─── Page

From the 1st August 2018 the University of Manchester has introduced due diligence checks for certain research collaborators on all public and/or charity funded research projects.

These due diligence checks do not apply to the following collaborators:

  • Collaborating Universities from the UK, EU, US, Canada and Australia
  • UK public organisations e.g. NHS Trusts, UK Local Authorities and UK Government Departments
  • UK Charities registered with the Charities Commission
  • UK industrial collaborators subject to a collaboration or other contractual agreement

Frequently Asked Questions

What is due diligence?

Due diligence is the process by which the University mitigates some of the risks inherent to the sub-contracting or passing on of research funds to third parties, shares good practice and gains assurance that research collaborators have the capacity and expertise to carry out the research with us and manage the funding associated with the project to the standards set by the funder.

──────

* Job 1:
Answer these from the due diligence page:
(a) From what date does the University of Manchester apply these checks?
(b) Which UK charities are exempt from the checks?
(c) According to the page, who must collaborators manage project funding to the standards of?
* Job 2: Pick out every line of the listing that contains the string "Target". Case counts.

─── Records for the task

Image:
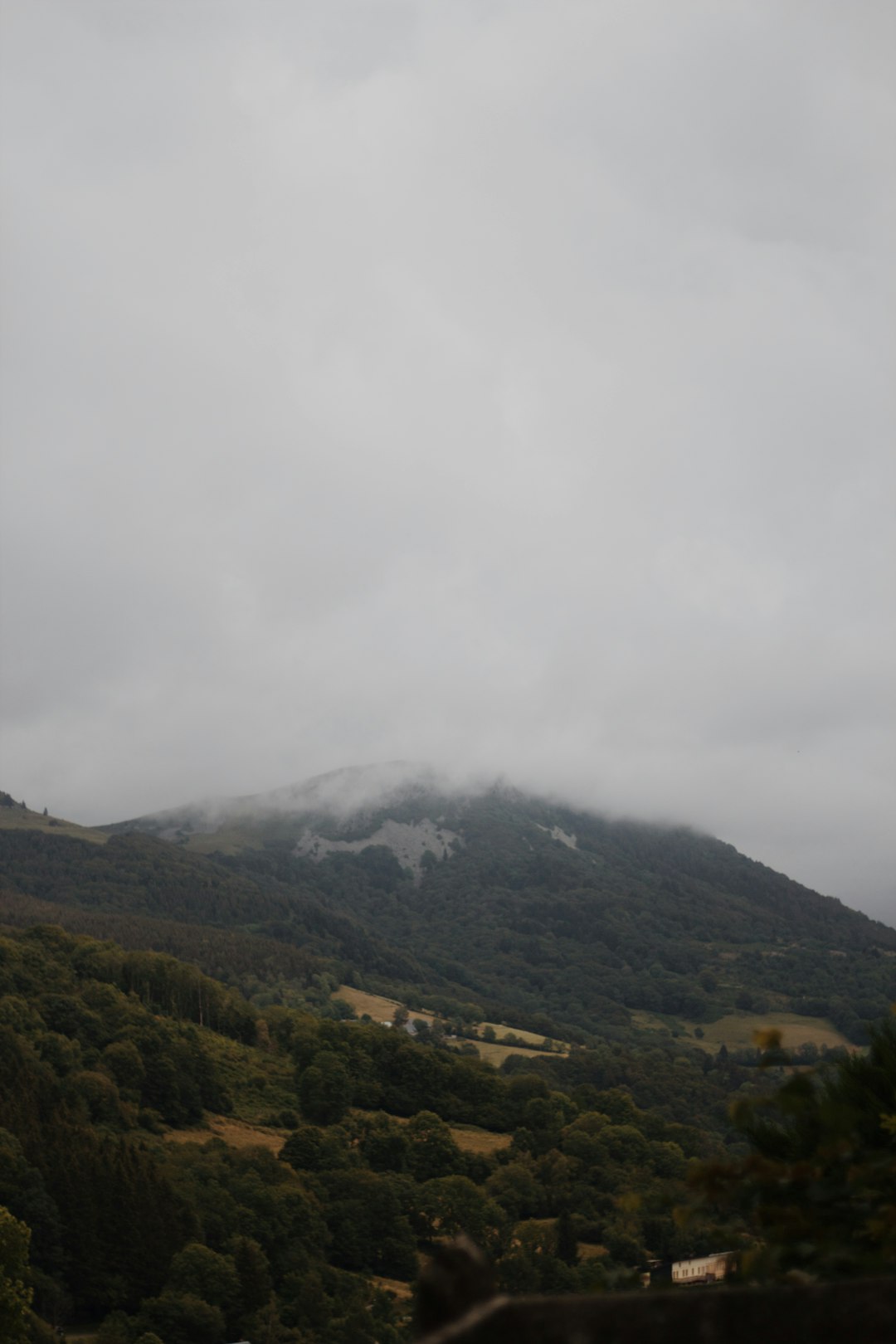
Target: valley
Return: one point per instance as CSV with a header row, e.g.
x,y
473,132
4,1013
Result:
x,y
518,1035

──────
─── Records for the task

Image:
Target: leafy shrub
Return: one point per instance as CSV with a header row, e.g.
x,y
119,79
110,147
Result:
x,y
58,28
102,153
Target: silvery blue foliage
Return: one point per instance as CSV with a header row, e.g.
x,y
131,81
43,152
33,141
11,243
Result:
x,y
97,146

──────

* Full answer 1:
(a) The 1st August 2018.
(b) UK charities registered with the Charities Commission.
(c) The standards set by the funder.

* Full answer 2:
Target: valley
Target: leafy shrub
Target: silvery blue foliage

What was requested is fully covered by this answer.